§ **Excerpted text**
━━━━━━

Elon Musk's SpaceX Plans to Launch Its First 'All-Civilian' Mission
Elon Musk's SpaceX will send its first "all-civilian" crew to space at the end of 2021 — in a mission centered on charity under the command of entrepreneur Jared Isaacman, according to a recent press release from the company.
SpaceX will choose three people to hitch a ride with Isaacman and orbit SpaceX's Crew Dragon capsule, according to the release.
This mission enables access for everyday people who dream of going to space— SpaceX (@SpaceX) February 1, 2021
Elon Musk's SpaceX planning first 'all-civilian' mission to space
"This mission enables access for everyday people who dream of going to space," read a Monday tweet from SpaceX.
A trained pilot and Chief Executive of Shift4 Payments, Isaacman said he gave $100 million to St. Jude Children's Research Hospital — and aims to raise an additional $200 by inviting prospective civilian astronauts to donate at least $10 to St. Jude — the entry fee for having a shot at going to space.

━━━━━━

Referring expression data
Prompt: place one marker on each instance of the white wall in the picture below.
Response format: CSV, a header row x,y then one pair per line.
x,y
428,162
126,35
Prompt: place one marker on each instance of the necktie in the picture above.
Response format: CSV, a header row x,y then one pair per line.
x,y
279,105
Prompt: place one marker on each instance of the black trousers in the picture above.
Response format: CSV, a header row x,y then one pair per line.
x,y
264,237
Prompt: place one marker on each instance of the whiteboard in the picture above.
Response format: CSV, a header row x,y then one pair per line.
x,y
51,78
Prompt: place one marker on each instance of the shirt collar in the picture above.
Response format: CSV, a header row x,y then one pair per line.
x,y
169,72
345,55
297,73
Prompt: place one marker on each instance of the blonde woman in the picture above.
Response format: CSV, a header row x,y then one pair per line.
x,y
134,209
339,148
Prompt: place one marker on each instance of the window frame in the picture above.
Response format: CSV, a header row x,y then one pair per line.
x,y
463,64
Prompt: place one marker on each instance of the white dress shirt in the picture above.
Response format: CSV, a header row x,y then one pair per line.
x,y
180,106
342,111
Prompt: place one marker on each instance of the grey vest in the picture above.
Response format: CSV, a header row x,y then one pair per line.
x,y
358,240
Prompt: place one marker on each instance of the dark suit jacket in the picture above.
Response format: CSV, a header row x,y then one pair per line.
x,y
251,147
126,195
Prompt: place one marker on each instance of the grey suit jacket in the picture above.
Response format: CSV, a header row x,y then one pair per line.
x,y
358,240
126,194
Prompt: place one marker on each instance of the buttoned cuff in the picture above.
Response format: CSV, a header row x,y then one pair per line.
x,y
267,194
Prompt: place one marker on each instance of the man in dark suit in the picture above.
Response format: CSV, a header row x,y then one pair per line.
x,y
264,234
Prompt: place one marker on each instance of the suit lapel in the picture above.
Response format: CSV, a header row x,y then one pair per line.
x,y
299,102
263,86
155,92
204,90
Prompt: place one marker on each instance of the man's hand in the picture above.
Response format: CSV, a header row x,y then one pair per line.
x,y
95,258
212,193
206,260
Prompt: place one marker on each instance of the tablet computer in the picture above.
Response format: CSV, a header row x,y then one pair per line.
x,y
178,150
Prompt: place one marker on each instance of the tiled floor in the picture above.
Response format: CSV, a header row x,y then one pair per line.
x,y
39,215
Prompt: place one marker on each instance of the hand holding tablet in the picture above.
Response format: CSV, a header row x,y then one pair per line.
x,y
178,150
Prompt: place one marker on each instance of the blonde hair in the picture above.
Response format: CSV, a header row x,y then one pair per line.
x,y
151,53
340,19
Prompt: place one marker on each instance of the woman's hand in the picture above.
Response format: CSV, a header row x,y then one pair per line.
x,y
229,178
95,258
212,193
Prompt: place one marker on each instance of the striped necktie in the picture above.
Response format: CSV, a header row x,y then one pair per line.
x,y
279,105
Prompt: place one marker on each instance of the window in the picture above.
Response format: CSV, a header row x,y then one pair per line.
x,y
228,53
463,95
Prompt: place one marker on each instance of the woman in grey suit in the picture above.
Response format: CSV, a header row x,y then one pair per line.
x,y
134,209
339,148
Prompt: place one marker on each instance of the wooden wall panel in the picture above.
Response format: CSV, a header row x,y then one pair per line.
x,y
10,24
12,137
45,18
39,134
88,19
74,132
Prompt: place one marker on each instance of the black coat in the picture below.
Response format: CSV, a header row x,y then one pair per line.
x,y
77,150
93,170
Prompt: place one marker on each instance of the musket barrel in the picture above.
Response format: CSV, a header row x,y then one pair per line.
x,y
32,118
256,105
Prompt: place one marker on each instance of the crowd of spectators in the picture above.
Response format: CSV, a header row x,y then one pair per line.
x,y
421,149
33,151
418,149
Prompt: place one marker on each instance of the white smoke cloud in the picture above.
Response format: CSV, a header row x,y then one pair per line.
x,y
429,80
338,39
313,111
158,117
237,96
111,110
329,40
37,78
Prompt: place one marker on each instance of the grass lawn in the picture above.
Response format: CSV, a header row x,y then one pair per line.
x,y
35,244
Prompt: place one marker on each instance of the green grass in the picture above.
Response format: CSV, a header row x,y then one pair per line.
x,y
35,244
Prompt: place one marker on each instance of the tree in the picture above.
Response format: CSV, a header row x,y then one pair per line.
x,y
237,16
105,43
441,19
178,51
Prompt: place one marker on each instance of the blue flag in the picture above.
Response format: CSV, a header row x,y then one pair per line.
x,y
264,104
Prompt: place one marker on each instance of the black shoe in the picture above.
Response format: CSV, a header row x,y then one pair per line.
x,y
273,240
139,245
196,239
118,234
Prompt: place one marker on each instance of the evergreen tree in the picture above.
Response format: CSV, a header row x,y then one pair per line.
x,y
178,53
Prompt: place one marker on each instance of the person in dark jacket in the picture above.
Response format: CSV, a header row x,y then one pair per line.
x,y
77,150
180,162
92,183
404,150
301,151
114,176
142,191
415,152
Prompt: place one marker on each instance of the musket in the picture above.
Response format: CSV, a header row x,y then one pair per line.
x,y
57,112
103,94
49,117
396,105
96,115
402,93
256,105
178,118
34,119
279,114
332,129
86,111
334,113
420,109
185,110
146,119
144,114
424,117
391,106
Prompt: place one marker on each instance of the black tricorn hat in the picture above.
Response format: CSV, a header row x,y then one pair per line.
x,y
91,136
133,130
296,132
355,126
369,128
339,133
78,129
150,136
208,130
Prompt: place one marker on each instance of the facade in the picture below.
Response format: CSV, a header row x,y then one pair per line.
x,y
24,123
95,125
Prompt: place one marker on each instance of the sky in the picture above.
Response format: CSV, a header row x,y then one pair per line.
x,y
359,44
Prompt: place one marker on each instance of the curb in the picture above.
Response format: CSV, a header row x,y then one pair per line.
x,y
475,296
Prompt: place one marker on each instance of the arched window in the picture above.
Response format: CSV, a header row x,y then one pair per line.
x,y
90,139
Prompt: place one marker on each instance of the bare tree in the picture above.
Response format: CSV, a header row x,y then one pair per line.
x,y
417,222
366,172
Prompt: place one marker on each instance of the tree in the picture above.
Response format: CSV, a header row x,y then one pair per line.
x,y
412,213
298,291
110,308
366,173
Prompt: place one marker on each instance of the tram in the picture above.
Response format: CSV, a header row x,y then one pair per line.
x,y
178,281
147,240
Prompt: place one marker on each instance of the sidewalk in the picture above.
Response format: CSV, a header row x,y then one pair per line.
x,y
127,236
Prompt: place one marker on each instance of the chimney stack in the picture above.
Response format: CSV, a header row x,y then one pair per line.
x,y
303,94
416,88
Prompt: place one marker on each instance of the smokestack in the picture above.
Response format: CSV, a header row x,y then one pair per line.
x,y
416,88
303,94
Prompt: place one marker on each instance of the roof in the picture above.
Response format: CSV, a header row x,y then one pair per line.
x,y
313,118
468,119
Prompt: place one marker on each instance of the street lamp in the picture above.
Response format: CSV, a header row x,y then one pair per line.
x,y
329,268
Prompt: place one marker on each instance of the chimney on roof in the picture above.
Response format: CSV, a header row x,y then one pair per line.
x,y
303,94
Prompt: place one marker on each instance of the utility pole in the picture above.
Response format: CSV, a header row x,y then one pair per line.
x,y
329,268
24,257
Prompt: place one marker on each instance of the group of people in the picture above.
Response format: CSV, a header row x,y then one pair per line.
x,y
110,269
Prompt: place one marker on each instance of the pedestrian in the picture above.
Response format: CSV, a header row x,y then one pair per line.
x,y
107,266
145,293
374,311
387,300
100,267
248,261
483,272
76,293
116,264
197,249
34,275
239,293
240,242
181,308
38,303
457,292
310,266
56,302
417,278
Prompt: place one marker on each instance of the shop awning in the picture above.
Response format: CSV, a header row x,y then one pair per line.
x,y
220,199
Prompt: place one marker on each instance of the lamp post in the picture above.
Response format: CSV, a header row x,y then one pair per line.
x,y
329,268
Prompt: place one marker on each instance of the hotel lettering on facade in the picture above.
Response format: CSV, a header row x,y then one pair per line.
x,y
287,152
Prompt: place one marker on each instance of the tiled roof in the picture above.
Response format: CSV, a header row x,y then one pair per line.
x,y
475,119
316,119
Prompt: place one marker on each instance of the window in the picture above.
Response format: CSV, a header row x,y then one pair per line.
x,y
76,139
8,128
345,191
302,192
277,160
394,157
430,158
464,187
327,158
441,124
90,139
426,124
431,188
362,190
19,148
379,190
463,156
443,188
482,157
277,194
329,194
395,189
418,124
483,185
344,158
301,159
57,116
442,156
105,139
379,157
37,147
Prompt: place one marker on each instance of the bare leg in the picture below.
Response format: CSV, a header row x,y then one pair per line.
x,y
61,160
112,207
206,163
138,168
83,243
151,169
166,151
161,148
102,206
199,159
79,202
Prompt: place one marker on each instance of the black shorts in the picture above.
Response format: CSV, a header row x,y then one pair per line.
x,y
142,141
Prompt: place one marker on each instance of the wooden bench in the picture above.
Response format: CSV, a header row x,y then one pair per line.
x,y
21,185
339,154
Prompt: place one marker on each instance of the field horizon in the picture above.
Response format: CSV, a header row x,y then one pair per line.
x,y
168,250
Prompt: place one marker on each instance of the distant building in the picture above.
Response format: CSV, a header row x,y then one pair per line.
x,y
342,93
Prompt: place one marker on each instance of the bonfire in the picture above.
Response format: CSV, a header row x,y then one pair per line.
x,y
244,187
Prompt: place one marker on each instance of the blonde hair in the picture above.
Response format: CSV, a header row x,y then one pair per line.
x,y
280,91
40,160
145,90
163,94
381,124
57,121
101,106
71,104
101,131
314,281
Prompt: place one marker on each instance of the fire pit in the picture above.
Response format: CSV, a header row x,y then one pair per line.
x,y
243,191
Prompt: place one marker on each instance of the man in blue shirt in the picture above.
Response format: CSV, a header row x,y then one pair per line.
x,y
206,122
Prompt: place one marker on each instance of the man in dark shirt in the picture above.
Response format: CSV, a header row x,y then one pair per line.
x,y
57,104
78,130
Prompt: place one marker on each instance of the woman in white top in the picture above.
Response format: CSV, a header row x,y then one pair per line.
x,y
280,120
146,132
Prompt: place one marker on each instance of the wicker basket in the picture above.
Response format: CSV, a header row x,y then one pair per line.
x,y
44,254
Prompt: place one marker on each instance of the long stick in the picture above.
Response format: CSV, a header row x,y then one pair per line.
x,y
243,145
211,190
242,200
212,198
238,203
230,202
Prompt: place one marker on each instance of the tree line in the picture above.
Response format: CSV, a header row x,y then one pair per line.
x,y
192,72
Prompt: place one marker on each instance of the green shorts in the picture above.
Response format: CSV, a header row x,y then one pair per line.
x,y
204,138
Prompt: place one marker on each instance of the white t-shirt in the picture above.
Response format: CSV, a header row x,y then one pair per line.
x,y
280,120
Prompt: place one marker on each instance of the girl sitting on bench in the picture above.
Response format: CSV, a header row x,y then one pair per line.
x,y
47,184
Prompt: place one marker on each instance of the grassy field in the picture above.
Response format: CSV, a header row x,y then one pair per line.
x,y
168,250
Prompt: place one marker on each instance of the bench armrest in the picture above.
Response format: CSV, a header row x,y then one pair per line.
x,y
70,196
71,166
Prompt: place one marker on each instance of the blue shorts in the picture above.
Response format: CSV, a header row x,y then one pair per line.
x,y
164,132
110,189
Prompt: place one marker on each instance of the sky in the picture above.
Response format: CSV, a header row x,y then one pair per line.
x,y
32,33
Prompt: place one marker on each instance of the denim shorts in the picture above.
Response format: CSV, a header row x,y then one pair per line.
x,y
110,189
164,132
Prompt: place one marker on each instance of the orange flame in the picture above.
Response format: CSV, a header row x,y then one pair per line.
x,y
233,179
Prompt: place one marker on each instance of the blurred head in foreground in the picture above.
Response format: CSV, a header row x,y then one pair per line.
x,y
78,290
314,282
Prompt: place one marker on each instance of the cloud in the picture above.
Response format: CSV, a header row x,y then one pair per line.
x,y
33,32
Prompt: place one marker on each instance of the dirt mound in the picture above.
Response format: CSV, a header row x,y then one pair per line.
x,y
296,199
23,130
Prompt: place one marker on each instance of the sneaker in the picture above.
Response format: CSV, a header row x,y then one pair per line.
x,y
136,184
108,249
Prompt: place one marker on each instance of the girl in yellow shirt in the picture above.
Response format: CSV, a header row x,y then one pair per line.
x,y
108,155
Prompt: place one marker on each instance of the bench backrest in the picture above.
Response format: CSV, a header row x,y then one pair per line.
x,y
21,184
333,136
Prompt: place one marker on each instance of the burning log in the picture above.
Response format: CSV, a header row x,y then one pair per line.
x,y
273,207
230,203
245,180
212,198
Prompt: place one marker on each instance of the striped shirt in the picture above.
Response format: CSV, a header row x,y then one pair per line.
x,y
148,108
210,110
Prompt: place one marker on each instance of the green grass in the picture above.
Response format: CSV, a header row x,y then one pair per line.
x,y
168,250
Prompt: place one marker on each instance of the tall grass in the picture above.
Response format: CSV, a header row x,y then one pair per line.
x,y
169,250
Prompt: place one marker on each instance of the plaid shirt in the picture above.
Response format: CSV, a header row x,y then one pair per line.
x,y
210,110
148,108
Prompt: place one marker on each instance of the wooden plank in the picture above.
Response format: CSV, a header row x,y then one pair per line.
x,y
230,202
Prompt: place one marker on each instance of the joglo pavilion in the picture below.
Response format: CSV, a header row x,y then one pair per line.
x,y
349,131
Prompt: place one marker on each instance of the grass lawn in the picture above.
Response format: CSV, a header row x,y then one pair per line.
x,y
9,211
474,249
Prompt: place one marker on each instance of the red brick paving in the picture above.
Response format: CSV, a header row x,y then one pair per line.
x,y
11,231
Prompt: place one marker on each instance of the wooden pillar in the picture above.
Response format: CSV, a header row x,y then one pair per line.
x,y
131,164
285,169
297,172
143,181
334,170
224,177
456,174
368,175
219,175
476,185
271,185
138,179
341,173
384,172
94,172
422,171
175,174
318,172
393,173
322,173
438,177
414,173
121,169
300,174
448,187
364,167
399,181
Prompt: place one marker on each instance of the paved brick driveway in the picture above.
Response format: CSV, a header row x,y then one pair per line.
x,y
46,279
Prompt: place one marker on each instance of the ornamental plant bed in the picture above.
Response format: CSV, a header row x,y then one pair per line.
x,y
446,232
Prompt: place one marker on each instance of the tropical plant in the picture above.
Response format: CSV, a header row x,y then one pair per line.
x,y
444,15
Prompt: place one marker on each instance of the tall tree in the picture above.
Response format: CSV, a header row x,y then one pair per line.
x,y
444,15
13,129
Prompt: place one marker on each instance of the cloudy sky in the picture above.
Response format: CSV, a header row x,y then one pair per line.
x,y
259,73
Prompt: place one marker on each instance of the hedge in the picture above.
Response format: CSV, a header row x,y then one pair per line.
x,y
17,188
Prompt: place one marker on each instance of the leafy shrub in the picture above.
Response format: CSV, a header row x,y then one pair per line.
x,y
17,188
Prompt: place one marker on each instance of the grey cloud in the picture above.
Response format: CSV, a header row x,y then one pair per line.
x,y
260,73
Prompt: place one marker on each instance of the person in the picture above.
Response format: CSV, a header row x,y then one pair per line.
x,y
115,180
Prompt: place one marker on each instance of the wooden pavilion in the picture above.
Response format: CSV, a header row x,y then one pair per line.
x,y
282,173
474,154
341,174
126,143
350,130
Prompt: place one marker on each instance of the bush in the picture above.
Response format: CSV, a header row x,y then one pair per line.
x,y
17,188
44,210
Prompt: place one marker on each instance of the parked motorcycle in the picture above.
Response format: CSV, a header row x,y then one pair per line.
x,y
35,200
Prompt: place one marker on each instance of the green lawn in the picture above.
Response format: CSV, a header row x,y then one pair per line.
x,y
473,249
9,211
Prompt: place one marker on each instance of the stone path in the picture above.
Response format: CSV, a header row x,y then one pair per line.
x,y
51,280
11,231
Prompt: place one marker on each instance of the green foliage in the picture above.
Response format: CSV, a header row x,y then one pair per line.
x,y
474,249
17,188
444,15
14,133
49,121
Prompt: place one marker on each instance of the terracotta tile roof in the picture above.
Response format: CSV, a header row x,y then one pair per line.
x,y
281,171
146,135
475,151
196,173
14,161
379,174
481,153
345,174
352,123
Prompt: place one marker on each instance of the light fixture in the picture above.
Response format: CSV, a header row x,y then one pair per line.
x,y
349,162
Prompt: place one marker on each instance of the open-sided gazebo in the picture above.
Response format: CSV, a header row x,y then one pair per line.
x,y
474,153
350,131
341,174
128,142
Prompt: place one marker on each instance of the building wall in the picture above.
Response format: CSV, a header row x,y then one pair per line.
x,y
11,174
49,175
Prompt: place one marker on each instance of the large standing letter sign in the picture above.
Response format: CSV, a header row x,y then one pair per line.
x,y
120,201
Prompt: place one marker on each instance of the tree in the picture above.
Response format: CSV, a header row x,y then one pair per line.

━━━━━━

§ **Complete the following**
[a] From the SpaceX article, copy the passage that begins with the words containing "Elon Musk's SpaceX Plans" and ends with "from the company.".
[b] List every company or organization named in the SpaceX article.
The referring expression data has nothing to do with what comes next.

§ **Responses in order**
[a]
Elon Musk's SpaceX Plans to Launch Its First 'All-Civilian' Mission
Elon Musk's SpaceX will send its first "all-civilian" crew to space at the end of 2021 — in a mission centered on charity under the command of entrepreneur Jared Isaacman, according to a recent press release from the company.

[b]
SpaceX
Shift4 Payments
St. Jude Children's Research Hospital